═════ EXTRACTED ENTRIES

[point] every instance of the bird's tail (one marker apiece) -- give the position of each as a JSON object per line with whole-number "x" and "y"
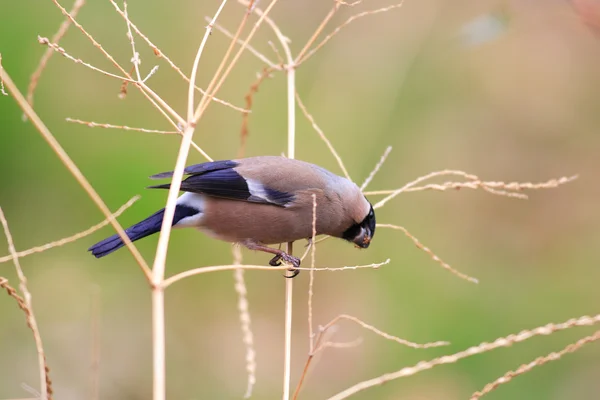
{"x": 147, "y": 227}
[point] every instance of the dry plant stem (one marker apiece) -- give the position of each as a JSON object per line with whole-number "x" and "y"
{"x": 311, "y": 281}
{"x": 251, "y": 49}
{"x": 420, "y": 179}
{"x": 266, "y": 73}
{"x": 214, "y": 87}
{"x": 316, "y": 34}
{"x": 216, "y": 268}
{"x": 433, "y": 256}
{"x": 158, "y": 269}
{"x": 245, "y": 322}
{"x": 386, "y": 153}
{"x": 35, "y": 77}
{"x": 66, "y": 160}
{"x": 339, "y": 28}
{"x": 573, "y": 347}
{"x": 477, "y": 184}
{"x": 377, "y": 332}
{"x": 481, "y": 348}
{"x": 151, "y": 95}
{"x": 45, "y": 382}
{"x": 160, "y": 54}
{"x": 287, "y": 357}
{"x": 93, "y": 124}
{"x": 70, "y": 239}
{"x": 319, "y": 345}
{"x": 2, "y": 91}
{"x": 322, "y": 136}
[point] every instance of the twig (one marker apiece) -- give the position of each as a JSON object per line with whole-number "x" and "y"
{"x": 481, "y": 348}
{"x": 70, "y": 239}
{"x": 161, "y": 54}
{"x": 322, "y": 136}
{"x": 573, "y": 347}
{"x": 155, "y": 99}
{"x": 385, "y": 335}
{"x": 245, "y": 322}
{"x": 376, "y": 169}
{"x": 62, "y": 30}
{"x": 339, "y": 28}
{"x": 158, "y": 269}
{"x": 2, "y": 91}
{"x": 477, "y": 184}
{"x": 55, "y": 47}
{"x": 317, "y": 32}
{"x": 216, "y": 268}
{"x": 73, "y": 169}
{"x": 428, "y": 251}
{"x": 250, "y": 48}
{"x": 45, "y": 382}
{"x": 311, "y": 281}
{"x": 92, "y": 124}
{"x": 266, "y": 73}
{"x": 135, "y": 60}
{"x": 319, "y": 346}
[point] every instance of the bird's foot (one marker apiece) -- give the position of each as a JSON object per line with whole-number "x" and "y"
{"x": 294, "y": 261}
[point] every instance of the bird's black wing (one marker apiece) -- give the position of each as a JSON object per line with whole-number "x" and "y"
{"x": 220, "y": 179}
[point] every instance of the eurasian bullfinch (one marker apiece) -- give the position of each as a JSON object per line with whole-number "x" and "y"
{"x": 259, "y": 201}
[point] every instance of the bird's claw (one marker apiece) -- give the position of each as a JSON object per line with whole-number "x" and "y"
{"x": 294, "y": 261}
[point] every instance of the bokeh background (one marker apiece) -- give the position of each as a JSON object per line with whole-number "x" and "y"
{"x": 507, "y": 90}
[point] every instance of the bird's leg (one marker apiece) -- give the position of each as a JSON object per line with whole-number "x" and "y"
{"x": 279, "y": 255}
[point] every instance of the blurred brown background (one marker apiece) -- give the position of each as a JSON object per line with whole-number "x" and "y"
{"x": 515, "y": 98}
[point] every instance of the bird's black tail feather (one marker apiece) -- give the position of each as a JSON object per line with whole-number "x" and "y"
{"x": 147, "y": 227}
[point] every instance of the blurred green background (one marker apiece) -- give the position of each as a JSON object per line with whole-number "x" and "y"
{"x": 516, "y": 103}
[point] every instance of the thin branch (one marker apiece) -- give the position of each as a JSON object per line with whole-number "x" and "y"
{"x": 214, "y": 87}
{"x": 316, "y": 34}
{"x": 92, "y": 124}
{"x": 376, "y": 169}
{"x": 378, "y": 332}
{"x": 573, "y": 347}
{"x": 320, "y": 345}
{"x": 245, "y": 321}
{"x": 431, "y": 253}
{"x": 135, "y": 59}
{"x": 311, "y": 282}
{"x": 95, "y": 343}
{"x": 216, "y": 268}
{"x": 250, "y": 48}
{"x": 266, "y": 73}
{"x": 2, "y": 91}
{"x": 62, "y": 30}
{"x": 161, "y": 54}
{"x": 54, "y": 47}
{"x": 73, "y": 238}
{"x": 287, "y": 349}
{"x": 45, "y": 382}
{"x": 339, "y": 28}
{"x": 323, "y": 137}
{"x": 73, "y": 169}
{"x": 478, "y": 184}
{"x": 158, "y": 269}
{"x": 155, "y": 99}
{"x": 481, "y": 348}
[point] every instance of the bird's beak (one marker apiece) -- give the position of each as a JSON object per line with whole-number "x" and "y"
{"x": 363, "y": 240}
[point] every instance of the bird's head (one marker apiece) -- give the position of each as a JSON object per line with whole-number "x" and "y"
{"x": 361, "y": 233}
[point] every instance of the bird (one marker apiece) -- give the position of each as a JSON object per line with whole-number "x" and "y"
{"x": 261, "y": 201}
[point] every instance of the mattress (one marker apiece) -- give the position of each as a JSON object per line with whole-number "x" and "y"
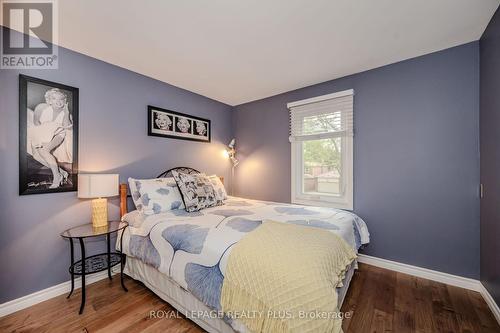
{"x": 192, "y": 308}
{"x": 191, "y": 250}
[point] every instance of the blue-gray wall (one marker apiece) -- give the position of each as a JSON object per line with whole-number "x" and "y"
{"x": 490, "y": 157}
{"x": 113, "y": 138}
{"x": 416, "y": 156}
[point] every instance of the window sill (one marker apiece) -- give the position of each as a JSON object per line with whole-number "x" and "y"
{"x": 320, "y": 203}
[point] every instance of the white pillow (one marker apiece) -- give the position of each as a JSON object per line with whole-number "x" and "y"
{"x": 155, "y": 196}
{"x": 220, "y": 190}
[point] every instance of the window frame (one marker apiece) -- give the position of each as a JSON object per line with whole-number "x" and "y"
{"x": 298, "y": 196}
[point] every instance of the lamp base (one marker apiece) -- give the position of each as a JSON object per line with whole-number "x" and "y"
{"x": 100, "y": 213}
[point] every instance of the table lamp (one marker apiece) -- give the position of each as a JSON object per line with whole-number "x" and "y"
{"x": 98, "y": 187}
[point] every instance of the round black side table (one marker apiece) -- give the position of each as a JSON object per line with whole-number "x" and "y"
{"x": 98, "y": 262}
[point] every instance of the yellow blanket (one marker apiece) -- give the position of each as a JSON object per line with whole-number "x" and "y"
{"x": 282, "y": 278}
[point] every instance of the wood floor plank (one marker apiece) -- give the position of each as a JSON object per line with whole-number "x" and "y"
{"x": 404, "y": 304}
{"x": 381, "y": 301}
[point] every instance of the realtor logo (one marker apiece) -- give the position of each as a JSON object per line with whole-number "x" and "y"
{"x": 29, "y": 34}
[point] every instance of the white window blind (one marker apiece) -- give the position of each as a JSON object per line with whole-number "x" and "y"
{"x": 323, "y": 117}
{"x": 322, "y": 136}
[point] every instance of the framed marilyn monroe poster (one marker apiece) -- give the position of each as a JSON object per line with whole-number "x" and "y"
{"x": 48, "y": 136}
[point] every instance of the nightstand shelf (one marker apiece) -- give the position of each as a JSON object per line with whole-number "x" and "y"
{"x": 97, "y": 262}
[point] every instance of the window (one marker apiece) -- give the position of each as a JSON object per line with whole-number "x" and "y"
{"x": 321, "y": 135}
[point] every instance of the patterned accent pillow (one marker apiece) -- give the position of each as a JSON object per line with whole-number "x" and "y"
{"x": 155, "y": 196}
{"x": 197, "y": 191}
{"x": 220, "y": 190}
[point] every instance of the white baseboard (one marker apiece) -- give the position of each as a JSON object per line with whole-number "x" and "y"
{"x": 454, "y": 280}
{"x": 429, "y": 274}
{"x": 51, "y": 292}
{"x": 491, "y": 302}
{"x": 425, "y": 273}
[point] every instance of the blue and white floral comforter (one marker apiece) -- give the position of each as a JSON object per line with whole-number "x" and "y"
{"x": 193, "y": 248}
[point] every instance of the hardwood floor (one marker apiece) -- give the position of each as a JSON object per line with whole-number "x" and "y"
{"x": 379, "y": 301}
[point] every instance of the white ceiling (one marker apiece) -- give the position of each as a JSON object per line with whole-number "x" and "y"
{"x": 236, "y": 51}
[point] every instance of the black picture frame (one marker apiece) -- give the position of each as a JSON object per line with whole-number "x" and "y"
{"x": 34, "y": 176}
{"x": 169, "y": 128}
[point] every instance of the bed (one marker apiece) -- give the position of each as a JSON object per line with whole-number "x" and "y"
{"x": 182, "y": 256}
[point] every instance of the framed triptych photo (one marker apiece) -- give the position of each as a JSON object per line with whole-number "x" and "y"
{"x": 171, "y": 124}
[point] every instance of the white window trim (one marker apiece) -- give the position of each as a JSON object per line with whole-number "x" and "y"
{"x": 297, "y": 197}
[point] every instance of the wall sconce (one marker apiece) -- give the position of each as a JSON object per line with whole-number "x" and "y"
{"x": 230, "y": 152}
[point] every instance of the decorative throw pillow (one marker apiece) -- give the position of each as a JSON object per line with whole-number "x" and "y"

══════════

- _WHAT YOU HAVE TO DO_
Look above for the line containing "[point] every instance of the white ceiling"; copy from it through the last line, exactly, and nothing more.

- _REPLY_
[point] every instance of the white ceiling (one marker apiece) -- give the position of each as a JSON object per line with whole-number "x" and "y"
{"x": 236, "y": 51}
[point] every instance of the black picture frame (one marker apiece) -- give the position of each as a JSON object per line with whole-number "x" and "y"
{"x": 34, "y": 176}
{"x": 169, "y": 128}
[point] every instance of the bed (one marker apiece) -- give the position of each as a JSON object per line with whole-number "x" and "y"
{"x": 182, "y": 256}
[point] every instance of the framed triptych photo (one marker apiece) -- give the position of each as a JSON object per line with whole-number "x" and "y"
{"x": 171, "y": 124}
[point] every instance of the white window trim (one marker apiece) -- give the position of each as a JSON object per line with whole-number "x" and "y"
{"x": 297, "y": 197}
[point] every instance of the wall sconce (one marker apiece) -- give the position of each as a JSON object per line with whole-number "x" and "y"
{"x": 230, "y": 152}
[point] every instance of the decorative throw pillow (one marker apiece) -- give the position of each as a JSON object per line with whole-number "x" and "y"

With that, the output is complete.